Text segment =

- - - - -

12.4If Executive receives a Payment for which the Reduced Amount was determined pursuant to clause (x) of and the Internal Revenue Service determines thereafter that some portion of the Payment is subject to the Excise Tax, Executive agrees to promptly return to the Company a sufficient amount of the Payment (after reduction pursuant to clause (x) of Section 12(i)) so that no portion of the remaining Payment is subject to the Excise Tax. For the avoidance of doubt, if the Reduced Amount was determined pursuant to clause (y) of Section 12(i), Executive shall have no obligation to return any portion of the Payment pursuant to the preceding sentence.
13.General Provisions.
13.1Notices. Any notices provided must be in writing and will be deemed effective upon the earlier of personal delivery (including personal delivery by fax) or the next day after sending by overnight carrier, to the Company at its primary office location and to Executive at the address as listed on the Company payroll.
13.2Severability. Whenever possible, each provision of this Agreement will be interpreted in such manner as to be effective and valid under applicable law, but if any provision of this Agreement is held to be invalid, illegal or unenforceable in any respect under any applicable law or rule in any jurisdiction, such invalidity, illegality or unenforceability will not affect any other provision or any other jurisdiction, but this Agreement will be reformed, construed and enforced in such jurisdiction to the extent possible in keeping with the intent of the parties.

- - - - -

Dataset excerpts =
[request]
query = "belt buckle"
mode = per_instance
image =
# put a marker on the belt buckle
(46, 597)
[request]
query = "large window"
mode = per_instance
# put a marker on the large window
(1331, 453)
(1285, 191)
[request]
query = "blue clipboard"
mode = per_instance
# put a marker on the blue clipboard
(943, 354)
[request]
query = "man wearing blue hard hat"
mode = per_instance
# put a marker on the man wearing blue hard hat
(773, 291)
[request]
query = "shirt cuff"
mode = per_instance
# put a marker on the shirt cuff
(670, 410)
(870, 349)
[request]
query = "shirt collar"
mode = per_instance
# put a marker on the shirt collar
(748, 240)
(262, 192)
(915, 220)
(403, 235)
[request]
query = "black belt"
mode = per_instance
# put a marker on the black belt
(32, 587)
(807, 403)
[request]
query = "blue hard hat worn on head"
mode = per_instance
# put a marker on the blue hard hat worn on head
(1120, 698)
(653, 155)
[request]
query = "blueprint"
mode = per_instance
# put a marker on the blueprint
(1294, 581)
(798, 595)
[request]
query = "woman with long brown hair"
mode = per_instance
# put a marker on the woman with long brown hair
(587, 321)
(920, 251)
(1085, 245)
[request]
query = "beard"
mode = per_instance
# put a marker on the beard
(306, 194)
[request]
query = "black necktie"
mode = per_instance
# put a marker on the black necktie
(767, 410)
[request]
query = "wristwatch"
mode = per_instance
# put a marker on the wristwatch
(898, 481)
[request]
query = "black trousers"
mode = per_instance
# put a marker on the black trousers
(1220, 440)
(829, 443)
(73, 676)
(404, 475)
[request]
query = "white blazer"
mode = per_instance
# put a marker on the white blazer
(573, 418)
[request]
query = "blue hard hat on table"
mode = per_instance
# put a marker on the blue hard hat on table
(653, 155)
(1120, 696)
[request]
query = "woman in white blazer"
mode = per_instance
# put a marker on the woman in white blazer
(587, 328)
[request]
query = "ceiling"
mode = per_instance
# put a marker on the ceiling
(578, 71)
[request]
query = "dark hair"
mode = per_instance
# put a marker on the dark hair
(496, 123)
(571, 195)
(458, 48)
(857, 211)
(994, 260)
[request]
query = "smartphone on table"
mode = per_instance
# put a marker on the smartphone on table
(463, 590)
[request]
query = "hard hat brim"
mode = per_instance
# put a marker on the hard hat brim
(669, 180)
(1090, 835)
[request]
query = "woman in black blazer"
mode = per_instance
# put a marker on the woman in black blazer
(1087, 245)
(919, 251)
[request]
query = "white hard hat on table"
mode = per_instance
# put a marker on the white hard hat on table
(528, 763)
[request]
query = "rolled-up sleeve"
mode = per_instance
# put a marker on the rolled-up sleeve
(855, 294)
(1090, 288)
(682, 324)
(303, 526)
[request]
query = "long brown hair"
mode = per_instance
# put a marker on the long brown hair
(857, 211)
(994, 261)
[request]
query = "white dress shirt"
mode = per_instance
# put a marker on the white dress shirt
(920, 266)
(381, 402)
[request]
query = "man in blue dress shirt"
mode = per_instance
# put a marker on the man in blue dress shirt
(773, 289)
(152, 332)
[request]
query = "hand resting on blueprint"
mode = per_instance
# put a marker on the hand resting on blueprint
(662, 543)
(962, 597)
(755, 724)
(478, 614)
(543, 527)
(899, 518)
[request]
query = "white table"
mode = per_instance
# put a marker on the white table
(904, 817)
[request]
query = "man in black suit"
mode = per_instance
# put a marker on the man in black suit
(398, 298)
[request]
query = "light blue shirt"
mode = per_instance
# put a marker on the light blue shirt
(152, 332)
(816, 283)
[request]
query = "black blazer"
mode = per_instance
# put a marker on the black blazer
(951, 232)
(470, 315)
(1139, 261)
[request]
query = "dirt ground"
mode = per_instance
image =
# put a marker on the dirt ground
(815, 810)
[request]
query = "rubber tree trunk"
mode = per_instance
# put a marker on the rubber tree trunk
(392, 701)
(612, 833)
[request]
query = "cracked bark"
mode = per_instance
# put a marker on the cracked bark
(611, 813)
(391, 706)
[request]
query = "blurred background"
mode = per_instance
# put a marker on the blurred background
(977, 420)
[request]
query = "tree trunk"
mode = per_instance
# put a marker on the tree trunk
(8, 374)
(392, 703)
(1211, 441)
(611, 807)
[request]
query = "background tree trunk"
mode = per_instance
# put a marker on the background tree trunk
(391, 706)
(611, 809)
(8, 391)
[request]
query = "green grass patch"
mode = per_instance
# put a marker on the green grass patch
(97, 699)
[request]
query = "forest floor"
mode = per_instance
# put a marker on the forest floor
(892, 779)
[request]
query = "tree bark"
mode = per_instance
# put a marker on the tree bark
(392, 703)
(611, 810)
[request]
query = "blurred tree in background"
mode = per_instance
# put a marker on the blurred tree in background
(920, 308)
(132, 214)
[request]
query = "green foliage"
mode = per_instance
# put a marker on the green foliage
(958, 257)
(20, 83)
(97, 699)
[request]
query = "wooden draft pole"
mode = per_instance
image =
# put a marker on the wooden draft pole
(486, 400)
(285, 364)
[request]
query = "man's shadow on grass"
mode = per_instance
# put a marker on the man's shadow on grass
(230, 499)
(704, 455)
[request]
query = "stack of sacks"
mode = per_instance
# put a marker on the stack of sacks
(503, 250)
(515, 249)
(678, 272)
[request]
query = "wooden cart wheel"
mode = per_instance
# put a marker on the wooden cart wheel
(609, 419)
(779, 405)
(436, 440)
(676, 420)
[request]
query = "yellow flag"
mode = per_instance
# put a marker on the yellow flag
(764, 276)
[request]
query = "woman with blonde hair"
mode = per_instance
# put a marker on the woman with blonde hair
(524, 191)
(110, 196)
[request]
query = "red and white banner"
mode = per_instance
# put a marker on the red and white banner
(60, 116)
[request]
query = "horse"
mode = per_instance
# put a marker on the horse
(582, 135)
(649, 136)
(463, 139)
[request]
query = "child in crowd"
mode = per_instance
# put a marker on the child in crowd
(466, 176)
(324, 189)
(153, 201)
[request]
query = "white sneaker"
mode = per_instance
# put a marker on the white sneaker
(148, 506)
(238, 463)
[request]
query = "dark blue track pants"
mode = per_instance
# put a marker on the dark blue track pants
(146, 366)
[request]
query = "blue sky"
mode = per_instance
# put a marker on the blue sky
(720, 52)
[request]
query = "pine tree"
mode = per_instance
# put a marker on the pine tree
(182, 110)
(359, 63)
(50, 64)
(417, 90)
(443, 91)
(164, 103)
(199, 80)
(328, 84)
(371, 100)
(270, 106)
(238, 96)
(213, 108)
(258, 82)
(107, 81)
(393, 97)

- - - - -

Prompt 1 = According to the agreement excerpt, when is a notice deemed effective?
Prompt 2 = Condense the paragraph of the agreement excerpt beginning "Severability. Whenever possible" into a short bulleted list that keeps its main facts.
Prompt 3 =
Say whether each statement agrees with the agreement excerpt. Answer yes or no, and quote the deciding words.
(a) Notices to Executive are sent to the address listed on the Company payroll.
(b) Notices may be given orally.
(c) If one provision is held invalid in a jurisdiction, the entire Agreement becomes unenforceable there.

Expected answer 1 = A notice is deemed effective upon the earlier of personal delivery (including personal delivery by fax) or the next day after it is sent by overnight carrier.

Expected answer 2 =
- Each provision is to be interpreted, where possible, so that it is effective and valid under applicable law.
- If a provision is held invalid, illegal or unenforceable in any jurisdiction, that does not affect any other provision or any other jurisdiction.
- In that jurisdiction, the Agreement is reformed, construed and enforced as far as possible in keeping with the parties' intent.

Expected answer 3 =
(a) Yes: "to Executive at the address as listed on the Company payroll"
(b) No: "Any notices provided must be in writing"
(c) No: "such invalidity, illegality or unenforceability will not affect any other provision or any other jurisdiction"